───── EXTRACTED ENTRIES ─────
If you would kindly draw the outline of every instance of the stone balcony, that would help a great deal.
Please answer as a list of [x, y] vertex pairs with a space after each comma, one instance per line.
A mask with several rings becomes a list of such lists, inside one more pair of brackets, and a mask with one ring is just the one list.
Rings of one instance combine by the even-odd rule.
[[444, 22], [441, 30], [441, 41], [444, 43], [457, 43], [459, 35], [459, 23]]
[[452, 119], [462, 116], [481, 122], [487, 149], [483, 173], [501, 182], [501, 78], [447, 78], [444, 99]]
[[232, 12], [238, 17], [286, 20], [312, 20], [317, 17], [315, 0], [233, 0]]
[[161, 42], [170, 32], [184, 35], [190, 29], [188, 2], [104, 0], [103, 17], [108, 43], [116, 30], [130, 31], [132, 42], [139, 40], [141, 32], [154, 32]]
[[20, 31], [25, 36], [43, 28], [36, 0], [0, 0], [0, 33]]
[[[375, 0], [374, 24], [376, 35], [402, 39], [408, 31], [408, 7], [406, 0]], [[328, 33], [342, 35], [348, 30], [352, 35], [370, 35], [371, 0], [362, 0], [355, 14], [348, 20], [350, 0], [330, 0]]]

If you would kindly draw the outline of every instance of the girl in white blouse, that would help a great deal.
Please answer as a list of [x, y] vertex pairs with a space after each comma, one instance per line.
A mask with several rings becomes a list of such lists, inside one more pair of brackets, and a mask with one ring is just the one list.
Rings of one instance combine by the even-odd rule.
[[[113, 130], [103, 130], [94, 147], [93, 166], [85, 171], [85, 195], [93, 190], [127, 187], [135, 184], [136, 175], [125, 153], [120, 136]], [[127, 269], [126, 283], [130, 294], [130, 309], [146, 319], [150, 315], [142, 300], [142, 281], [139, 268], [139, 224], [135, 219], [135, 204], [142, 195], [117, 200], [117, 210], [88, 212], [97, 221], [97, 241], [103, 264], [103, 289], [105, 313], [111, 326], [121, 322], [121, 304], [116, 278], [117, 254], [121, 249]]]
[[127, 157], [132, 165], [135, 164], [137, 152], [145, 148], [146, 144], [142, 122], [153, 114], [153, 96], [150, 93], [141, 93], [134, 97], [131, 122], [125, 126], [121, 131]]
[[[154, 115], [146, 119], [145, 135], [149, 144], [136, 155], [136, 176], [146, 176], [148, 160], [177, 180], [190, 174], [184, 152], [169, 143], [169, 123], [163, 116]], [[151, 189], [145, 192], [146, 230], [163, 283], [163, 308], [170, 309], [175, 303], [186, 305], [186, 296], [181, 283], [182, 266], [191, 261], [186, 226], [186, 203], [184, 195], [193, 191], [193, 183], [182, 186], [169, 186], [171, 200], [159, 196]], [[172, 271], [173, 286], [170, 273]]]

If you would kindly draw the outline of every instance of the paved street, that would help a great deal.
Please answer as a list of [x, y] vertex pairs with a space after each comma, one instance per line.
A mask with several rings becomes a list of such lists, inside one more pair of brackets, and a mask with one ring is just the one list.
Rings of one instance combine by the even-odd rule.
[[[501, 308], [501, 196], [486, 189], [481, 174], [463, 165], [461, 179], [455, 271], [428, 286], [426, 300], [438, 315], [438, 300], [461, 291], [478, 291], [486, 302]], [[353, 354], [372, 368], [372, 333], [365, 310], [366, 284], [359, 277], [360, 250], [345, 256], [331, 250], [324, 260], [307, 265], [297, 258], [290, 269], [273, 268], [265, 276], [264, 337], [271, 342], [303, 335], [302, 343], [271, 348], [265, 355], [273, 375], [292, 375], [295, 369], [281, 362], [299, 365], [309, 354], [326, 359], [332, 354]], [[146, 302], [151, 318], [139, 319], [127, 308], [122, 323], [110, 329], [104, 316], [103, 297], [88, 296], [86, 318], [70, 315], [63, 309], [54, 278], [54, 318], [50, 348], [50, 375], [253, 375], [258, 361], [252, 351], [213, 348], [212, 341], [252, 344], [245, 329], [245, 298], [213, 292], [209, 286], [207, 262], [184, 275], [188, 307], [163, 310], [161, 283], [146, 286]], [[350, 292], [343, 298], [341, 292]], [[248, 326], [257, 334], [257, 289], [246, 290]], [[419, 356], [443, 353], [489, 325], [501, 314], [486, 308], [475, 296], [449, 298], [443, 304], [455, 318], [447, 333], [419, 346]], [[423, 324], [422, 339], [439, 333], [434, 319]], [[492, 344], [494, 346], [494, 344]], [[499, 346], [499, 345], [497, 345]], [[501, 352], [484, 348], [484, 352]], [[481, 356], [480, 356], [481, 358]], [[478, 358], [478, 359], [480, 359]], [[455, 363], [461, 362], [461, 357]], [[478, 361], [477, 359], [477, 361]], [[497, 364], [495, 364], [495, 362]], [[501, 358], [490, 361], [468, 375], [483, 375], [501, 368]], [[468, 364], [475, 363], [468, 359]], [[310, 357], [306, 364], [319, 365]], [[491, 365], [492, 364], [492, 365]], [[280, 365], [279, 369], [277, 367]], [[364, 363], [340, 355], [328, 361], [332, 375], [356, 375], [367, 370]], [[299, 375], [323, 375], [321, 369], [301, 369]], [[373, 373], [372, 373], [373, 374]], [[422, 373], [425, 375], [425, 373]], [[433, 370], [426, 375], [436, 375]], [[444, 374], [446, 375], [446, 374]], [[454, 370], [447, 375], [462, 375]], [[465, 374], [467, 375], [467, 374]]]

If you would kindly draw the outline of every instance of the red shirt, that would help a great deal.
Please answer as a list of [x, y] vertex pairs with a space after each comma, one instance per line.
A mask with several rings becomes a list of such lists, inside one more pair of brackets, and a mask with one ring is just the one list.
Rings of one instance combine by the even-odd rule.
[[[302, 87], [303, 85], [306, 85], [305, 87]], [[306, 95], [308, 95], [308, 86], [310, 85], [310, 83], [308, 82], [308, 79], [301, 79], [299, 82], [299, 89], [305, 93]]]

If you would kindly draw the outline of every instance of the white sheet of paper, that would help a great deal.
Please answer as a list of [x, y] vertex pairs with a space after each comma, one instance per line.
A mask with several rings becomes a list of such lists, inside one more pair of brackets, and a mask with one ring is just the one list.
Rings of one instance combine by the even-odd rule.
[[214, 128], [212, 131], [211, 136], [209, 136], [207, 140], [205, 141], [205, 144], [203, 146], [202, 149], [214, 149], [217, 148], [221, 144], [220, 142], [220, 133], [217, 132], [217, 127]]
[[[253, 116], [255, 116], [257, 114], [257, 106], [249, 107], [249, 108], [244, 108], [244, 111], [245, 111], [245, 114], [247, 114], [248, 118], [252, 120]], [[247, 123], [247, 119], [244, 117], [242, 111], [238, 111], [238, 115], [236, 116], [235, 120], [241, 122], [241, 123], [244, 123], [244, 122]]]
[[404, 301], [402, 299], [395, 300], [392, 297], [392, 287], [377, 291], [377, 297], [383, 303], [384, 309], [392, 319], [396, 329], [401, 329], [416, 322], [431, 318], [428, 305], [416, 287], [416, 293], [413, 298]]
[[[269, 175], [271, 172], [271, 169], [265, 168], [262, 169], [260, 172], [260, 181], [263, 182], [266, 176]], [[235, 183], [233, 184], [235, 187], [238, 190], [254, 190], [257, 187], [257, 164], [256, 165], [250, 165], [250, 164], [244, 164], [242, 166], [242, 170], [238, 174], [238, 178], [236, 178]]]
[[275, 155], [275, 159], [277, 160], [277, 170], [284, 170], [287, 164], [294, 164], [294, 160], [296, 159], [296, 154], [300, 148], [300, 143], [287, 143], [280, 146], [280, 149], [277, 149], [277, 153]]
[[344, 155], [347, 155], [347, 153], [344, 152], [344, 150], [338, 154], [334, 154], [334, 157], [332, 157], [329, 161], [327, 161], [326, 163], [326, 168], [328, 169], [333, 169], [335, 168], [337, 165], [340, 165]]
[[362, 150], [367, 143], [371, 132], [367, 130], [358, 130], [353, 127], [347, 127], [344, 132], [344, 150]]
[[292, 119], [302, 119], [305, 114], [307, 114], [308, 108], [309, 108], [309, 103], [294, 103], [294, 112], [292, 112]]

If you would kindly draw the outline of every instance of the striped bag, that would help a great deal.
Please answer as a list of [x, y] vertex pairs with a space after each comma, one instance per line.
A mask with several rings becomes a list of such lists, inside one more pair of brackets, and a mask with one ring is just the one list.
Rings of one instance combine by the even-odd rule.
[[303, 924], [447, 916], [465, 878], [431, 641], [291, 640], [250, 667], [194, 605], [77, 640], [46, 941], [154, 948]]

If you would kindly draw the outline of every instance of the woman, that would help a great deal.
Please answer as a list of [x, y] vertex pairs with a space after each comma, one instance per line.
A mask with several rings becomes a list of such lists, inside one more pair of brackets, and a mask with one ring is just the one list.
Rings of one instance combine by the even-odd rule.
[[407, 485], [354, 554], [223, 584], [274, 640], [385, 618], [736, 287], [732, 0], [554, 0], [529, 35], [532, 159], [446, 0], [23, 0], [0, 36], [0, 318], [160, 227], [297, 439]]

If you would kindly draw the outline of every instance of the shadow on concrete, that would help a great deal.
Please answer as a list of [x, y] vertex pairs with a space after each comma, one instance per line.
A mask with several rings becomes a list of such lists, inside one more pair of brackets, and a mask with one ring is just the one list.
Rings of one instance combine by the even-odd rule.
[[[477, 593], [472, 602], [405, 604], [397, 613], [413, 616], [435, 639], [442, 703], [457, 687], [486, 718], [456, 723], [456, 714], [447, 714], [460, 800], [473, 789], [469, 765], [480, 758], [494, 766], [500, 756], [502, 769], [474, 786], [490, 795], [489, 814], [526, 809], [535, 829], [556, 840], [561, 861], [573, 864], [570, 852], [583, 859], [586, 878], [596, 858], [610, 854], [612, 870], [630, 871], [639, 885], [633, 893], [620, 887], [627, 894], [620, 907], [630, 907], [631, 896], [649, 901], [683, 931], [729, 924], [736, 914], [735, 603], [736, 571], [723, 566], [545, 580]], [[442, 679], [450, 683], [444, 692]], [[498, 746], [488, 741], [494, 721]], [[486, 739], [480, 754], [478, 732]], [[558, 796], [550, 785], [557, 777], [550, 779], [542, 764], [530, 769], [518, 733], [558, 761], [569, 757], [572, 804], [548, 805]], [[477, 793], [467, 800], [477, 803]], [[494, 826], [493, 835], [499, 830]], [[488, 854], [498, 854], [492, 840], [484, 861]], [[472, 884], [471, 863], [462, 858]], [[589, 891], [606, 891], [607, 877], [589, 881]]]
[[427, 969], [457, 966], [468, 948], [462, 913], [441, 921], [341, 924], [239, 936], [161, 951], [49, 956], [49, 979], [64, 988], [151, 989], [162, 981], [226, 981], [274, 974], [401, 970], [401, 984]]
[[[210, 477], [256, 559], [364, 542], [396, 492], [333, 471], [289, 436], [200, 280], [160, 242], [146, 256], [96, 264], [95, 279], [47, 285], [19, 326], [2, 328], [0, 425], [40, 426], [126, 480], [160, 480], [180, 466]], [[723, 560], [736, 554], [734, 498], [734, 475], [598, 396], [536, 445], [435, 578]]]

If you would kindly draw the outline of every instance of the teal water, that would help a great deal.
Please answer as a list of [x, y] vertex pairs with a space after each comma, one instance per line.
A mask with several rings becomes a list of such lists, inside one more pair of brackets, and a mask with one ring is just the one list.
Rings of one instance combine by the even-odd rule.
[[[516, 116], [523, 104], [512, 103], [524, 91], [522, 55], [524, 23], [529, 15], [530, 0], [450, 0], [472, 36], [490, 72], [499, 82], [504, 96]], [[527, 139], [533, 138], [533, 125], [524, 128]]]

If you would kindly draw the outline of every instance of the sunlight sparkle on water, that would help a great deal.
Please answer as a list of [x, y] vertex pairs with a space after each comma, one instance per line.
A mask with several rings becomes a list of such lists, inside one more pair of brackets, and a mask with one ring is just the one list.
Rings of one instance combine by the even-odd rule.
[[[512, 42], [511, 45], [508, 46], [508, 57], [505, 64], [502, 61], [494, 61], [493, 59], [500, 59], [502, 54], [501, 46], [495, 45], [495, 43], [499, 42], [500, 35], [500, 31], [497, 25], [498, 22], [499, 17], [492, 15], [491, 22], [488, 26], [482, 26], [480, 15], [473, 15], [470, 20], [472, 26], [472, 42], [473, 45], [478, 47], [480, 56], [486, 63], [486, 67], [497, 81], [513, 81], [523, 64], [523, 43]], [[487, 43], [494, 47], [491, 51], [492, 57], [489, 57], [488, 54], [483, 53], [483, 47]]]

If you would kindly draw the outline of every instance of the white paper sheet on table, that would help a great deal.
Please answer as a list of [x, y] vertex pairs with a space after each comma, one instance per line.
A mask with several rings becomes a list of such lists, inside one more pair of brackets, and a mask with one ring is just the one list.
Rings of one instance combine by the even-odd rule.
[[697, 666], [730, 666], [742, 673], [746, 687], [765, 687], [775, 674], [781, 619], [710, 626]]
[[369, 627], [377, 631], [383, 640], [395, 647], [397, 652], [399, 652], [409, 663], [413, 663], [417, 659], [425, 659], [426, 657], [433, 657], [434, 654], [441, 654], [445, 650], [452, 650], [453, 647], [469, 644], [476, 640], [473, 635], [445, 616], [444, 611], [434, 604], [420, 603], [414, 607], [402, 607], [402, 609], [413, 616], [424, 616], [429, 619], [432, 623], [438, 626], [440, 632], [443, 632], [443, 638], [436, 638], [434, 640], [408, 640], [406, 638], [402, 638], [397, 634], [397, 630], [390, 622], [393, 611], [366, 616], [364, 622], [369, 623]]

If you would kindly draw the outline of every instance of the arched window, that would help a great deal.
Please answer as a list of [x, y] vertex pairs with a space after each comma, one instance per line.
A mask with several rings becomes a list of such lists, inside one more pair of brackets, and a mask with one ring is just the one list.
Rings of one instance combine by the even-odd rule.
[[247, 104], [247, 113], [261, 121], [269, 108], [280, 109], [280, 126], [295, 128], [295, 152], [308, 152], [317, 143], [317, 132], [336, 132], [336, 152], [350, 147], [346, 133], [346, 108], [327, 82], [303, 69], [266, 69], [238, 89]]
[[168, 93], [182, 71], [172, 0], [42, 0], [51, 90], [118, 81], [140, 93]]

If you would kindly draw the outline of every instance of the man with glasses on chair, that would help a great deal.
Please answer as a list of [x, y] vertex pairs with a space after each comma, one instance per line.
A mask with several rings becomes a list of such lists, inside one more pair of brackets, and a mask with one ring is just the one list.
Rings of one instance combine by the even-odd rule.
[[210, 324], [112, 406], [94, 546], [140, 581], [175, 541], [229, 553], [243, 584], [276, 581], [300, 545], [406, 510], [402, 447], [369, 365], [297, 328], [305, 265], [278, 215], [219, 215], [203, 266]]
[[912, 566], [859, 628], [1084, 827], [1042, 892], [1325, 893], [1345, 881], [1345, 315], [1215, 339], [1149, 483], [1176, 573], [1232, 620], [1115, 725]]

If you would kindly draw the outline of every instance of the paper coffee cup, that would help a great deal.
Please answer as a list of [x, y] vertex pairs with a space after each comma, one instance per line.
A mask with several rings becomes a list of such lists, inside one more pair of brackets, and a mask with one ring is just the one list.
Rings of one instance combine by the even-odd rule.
─────
# WRITTEN TASK:
Return the line that contains "cup, that would help a great deal." and all lines after it, verbatim, and nothing else.

# TASK OUTPUT:
If you would kindly draw the outline of every instance of the paper coffee cup, that would help a great deal.
Please answer as a list of [x, y] vertex pairs with a space after each comma, one instance per line.
A mask with several rings becomes a list of such lists, inside one more pair of brackets, and a mask with one ring is just the one list.
Rings of one instance combine by the even-odd rule.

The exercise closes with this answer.